*Brief*: Pull out every line of the listing below that contains the string "hedge". Case counts.

***** Recorded information

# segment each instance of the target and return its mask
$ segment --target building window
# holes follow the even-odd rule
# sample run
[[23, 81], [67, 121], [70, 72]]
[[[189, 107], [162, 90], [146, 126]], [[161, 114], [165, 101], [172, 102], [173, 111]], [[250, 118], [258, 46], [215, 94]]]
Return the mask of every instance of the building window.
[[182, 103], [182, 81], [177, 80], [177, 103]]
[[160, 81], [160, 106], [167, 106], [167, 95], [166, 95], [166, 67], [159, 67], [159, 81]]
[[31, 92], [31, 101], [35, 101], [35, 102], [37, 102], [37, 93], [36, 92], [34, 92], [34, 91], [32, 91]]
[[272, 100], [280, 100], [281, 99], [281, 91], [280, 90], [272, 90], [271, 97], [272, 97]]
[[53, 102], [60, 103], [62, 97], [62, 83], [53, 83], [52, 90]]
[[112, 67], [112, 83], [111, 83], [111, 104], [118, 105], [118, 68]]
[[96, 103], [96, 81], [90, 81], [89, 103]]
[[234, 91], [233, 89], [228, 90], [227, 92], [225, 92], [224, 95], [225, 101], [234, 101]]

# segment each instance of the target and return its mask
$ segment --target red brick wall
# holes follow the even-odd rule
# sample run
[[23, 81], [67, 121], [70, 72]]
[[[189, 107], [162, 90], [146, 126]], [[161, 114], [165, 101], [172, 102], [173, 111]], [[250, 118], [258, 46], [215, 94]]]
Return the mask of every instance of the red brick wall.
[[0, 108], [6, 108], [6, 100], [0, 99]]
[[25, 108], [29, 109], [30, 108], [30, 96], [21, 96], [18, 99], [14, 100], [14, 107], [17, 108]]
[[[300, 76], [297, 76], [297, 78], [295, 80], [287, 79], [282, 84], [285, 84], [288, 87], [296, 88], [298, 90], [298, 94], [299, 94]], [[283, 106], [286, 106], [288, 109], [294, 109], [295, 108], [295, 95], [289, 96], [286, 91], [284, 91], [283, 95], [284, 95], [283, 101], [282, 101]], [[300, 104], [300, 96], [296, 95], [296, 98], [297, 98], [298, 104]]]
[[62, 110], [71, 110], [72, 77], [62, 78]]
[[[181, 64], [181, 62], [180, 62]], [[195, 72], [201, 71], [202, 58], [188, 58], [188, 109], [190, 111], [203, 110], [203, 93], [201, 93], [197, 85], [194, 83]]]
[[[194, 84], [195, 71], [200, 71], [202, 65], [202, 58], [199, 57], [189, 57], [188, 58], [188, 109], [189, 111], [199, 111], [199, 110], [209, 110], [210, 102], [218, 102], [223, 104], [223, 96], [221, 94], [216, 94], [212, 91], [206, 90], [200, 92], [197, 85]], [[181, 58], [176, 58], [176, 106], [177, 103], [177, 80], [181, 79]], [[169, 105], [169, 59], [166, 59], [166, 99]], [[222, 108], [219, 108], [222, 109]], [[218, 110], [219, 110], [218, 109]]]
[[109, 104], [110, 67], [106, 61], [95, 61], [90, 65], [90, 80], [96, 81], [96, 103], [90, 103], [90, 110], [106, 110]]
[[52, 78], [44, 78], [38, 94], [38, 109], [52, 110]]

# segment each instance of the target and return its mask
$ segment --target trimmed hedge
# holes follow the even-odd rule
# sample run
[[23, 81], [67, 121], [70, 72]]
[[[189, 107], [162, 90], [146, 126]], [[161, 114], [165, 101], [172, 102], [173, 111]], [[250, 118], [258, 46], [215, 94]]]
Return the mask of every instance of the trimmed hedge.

**********

*Output for this task*:
$ segment --target trimmed hedge
Return the mask of every instance of the trimmed hedge.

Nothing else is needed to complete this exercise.